(Beginning of Provided entries)

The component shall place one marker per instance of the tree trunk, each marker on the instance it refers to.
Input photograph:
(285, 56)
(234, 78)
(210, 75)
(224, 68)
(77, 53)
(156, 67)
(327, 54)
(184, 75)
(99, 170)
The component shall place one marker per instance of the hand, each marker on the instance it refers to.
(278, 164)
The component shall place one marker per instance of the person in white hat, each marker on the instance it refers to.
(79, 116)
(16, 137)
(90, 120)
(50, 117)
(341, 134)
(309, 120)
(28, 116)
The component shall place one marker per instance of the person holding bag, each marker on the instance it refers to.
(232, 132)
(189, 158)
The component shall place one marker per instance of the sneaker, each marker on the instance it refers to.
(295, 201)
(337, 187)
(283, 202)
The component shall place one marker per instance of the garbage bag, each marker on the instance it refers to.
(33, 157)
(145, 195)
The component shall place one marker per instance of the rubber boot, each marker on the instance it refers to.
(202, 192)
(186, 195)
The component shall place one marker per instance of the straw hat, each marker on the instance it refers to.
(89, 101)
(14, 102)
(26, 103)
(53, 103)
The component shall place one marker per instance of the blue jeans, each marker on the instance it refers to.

(End of Provided entries)

Reproduce only those lines of the entries above that run from the line with "the sneaker, each" to the final line.

The component shall place one marker per instance of the sneaker, each marker on the instance it refers to.
(295, 201)
(337, 187)
(283, 202)
The component shall place one marker per instance of the garbage bag, each marker on the instance it refers to.
(33, 157)
(145, 195)
The component shall place one marker per instance of the rubber boot, each marker on the instance it refers to.
(202, 192)
(186, 195)
The component shall place one marker per instance of the straw hat, each marker on the instance it refers to.
(89, 101)
(14, 102)
(26, 103)
(53, 103)
The component shall place one marker per instance of the blue jeans, each marker on the instance it refers to.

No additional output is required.